[Start of DATASET RECORDS]

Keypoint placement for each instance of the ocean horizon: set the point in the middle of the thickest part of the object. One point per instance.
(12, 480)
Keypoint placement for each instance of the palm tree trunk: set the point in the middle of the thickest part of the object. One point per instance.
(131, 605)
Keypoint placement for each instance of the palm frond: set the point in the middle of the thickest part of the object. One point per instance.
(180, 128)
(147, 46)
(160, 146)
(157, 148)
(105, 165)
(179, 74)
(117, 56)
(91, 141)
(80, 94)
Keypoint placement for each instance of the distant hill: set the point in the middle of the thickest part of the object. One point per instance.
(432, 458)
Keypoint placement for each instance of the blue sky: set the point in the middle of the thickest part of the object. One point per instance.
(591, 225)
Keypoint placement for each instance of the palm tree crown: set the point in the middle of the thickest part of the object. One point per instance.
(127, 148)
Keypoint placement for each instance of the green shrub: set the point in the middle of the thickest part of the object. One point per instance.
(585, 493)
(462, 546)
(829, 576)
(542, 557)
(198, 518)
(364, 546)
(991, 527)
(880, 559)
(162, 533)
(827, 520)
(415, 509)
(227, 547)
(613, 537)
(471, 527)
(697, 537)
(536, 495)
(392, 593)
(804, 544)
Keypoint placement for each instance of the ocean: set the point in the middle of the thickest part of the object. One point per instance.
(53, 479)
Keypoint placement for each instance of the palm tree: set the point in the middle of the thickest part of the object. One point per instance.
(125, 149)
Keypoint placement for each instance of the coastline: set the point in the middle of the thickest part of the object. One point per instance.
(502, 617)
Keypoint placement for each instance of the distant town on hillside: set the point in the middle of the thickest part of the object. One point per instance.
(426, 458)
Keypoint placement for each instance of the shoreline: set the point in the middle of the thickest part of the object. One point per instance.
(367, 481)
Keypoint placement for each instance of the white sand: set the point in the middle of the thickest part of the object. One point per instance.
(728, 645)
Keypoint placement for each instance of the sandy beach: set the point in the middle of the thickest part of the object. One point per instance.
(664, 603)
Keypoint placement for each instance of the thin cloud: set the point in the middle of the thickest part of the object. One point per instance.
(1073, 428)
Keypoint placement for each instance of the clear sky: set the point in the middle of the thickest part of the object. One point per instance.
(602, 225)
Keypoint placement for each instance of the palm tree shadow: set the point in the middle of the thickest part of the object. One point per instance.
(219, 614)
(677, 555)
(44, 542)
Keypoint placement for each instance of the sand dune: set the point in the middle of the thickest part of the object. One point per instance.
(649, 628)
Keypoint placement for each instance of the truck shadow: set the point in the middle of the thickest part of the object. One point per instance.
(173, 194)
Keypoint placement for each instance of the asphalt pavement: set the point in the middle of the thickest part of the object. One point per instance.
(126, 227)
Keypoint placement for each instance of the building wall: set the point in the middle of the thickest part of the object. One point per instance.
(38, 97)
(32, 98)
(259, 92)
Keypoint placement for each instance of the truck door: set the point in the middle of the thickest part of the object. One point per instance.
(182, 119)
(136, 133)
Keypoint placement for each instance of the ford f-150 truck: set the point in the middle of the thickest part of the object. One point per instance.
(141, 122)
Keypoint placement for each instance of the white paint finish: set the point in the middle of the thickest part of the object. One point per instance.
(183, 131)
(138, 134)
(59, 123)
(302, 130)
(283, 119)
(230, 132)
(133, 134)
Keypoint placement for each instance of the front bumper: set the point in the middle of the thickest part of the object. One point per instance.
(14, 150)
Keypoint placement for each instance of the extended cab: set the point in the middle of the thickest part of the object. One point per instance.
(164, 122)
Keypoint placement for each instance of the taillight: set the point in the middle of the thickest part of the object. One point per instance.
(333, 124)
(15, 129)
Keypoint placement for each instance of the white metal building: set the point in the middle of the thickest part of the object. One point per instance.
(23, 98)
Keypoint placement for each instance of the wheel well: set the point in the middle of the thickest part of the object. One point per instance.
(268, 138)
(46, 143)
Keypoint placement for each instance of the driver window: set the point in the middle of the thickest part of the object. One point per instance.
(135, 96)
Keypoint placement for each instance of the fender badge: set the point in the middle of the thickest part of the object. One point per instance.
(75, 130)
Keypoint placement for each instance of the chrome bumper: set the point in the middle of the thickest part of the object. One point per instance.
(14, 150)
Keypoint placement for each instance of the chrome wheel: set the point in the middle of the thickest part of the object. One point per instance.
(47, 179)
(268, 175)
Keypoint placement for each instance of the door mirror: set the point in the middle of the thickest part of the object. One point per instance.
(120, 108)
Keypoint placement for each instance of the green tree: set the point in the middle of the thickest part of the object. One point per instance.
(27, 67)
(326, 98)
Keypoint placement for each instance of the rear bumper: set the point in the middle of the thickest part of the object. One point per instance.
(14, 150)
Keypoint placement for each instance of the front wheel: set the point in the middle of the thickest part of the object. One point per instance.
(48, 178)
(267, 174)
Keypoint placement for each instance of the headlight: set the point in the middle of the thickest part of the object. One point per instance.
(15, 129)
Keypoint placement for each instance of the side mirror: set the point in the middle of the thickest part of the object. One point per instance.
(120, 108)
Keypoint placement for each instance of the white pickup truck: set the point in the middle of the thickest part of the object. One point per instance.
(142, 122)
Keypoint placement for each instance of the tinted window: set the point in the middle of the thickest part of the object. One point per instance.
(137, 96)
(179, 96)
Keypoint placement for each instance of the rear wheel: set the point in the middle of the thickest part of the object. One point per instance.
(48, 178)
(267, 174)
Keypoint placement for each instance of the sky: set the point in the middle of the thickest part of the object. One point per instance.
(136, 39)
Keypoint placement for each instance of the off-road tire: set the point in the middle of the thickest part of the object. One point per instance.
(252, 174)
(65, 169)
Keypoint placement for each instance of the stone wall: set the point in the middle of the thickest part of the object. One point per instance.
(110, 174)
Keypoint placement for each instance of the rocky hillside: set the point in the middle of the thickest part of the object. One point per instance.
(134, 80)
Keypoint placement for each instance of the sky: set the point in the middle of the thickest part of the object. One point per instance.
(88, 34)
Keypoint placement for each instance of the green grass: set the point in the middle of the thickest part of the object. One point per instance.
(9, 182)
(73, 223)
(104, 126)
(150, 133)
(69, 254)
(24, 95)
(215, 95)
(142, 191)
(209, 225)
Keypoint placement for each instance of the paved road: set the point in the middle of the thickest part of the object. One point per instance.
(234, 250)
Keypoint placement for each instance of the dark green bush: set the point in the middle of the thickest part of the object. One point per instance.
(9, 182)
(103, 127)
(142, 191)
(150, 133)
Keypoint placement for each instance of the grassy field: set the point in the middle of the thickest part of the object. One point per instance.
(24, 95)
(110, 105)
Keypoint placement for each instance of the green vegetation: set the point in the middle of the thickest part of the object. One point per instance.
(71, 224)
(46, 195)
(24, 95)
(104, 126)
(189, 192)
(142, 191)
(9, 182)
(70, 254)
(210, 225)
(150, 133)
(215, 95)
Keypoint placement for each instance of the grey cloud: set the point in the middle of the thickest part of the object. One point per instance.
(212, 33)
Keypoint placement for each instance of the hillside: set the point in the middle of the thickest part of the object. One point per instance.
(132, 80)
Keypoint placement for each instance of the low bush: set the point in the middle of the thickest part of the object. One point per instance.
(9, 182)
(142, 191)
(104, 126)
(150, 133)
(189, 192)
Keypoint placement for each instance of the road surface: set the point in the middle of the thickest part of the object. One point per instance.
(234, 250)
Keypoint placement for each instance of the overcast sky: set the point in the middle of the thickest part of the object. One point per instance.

[End of DATASET RECORDS]

EXERCISE DETAILS –
Quote verbatim the line containing "Keypoint placement for each instance of the grey" and every line after it through the end of the records above.

FULL OUTPUT –
Keypoint placement for each instance of the grey cloud: set the point in the middle of the thickest part of the object. One point per instance.
(212, 33)
Keypoint placement for each instance of the hillside: set the point in the middle of the thickest part of the object. One point per instance.
(132, 80)
Keypoint placement for each instance of the low bush: set the point in the middle of the thickest part of the object. One point per instance.
(9, 182)
(142, 191)
(104, 126)
(150, 133)
(189, 192)
Keypoint placement for each instance of the road surface: set the point in the middle of the thickest part of the object. One point per instance.
(234, 250)
Keypoint placement for each instance of the overcast sky: set the point in the middle of the thickest part of the object. One point per instance.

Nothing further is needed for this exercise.